### Text for analysis
*** Begin section ***
In these experiments, we also found that single APs in LTS cells evoked IPSPs in PCs with a failure rate of 0.19±0.04 and an average amplitude of −0.43±0.14 mV (n = 19 LTS-PC pairs) at a holding potential of approximately −50 mV. Consistent with their distal input location at the apical dendrite, these IPSPs had a reversal potential of −80.2±1.9 mV (n = 6 pairs). The rise time and the decay time constant (τ) were 7.25±0.82 and 58.6±8.3 ms, respectively (n = 16 pairs). These basic kinetics were different from those of FS-PC IPSPs (rise, 4.76±0.64 ms; decay, 85.2±15.5 ms; n = 28 pairs), which had a reversal potential of −70.8±1.4 mV (n = 4 pairs). In 13/52 LTS-PC pairs tested, we observed reciprocal connections (Figure 4A), suggesting that the Vm-dependent modulation of disynaptic IPSPs could directly influence the feedback inhibition of the presynaptic PC, in addition to the inhibition of other downstream PCs.
*** End section ***
### Source information
*** Begin section ***
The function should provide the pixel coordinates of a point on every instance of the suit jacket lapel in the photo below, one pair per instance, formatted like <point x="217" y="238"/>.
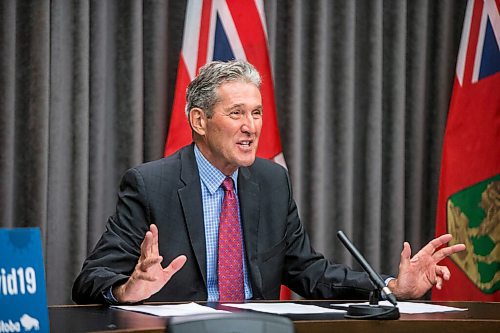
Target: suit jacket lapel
<point x="248" y="193"/>
<point x="192" y="206"/>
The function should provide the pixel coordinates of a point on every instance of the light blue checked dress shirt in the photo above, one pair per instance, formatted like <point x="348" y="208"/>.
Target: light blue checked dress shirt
<point x="212" y="195"/>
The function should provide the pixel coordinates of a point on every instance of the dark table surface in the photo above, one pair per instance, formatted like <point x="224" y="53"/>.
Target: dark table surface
<point x="480" y="317"/>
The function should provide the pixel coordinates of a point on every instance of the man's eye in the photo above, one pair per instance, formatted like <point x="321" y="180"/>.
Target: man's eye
<point x="257" y="114"/>
<point x="235" y="114"/>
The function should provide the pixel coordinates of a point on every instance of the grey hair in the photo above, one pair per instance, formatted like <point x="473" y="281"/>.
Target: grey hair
<point x="201" y="92"/>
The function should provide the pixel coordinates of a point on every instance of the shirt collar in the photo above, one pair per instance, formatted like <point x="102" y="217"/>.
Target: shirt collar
<point x="210" y="175"/>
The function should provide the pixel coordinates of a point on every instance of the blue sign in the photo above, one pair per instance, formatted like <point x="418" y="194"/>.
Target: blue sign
<point x="23" y="301"/>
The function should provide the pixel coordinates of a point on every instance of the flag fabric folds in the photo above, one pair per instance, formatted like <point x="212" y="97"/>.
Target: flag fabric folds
<point x="225" y="30"/>
<point x="469" y="194"/>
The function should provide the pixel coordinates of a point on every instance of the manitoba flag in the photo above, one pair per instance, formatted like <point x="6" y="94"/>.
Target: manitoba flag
<point x="225" y="30"/>
<point x="469" y="194"/>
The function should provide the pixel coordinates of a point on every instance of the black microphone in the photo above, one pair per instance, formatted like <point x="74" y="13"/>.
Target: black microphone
<point x="376" y="279"/>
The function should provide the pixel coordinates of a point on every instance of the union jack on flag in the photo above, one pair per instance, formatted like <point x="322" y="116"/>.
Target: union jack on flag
<point x="225" y="30"/>
<point x="468" y="203"/>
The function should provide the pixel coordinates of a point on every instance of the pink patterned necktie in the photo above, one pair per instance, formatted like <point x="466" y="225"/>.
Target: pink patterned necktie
<point x="230" y="256"/>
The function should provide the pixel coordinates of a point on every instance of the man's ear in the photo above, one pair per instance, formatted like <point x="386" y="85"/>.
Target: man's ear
<point x="198" y="120"/>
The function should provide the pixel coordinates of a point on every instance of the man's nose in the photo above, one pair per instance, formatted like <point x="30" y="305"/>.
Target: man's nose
<point x="248" y="125"/>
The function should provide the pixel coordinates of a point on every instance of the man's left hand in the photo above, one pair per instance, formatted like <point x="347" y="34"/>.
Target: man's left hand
<point x="419" y="274"/>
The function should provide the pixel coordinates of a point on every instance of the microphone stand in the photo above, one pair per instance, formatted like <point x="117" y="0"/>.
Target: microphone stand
<point x="373" y="310"/>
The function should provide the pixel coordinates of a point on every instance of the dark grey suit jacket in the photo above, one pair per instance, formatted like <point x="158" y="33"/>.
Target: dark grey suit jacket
<point x="167" y="192"/>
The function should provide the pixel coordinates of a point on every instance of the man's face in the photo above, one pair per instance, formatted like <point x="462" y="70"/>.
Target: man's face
<point x="232" y="134"/>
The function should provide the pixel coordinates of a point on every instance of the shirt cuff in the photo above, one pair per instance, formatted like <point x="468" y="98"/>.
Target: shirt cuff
<point x="109" y="297"/>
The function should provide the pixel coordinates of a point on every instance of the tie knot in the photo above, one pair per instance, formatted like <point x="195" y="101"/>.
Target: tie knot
<point x="227" y="184"/>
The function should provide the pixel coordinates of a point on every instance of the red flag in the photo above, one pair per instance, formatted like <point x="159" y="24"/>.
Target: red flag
<point x="469" y="194"/>
<point x="225" y="30"/>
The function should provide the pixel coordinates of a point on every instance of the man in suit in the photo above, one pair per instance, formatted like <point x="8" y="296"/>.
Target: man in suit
<point x="169" y="211"/>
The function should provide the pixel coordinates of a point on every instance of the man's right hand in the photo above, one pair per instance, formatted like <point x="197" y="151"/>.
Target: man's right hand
<point x="148" y="276"/>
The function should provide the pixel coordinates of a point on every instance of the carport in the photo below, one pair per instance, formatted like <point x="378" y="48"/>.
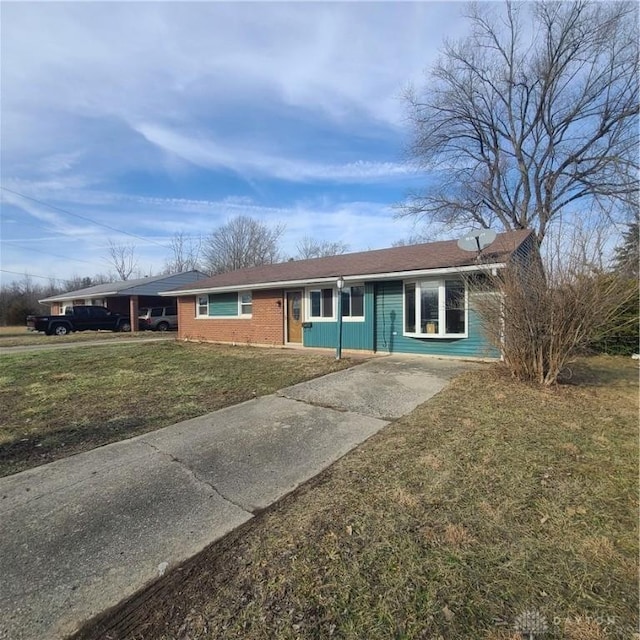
*** End section ***
### Task item
According to the passage on inhibition from LTS cells to PCs, what was the reversal potential of the IPSPs evoked in PCs by LTS cells?

### Answer for the task
−80.2±1.9 mV (n = 6 pairs)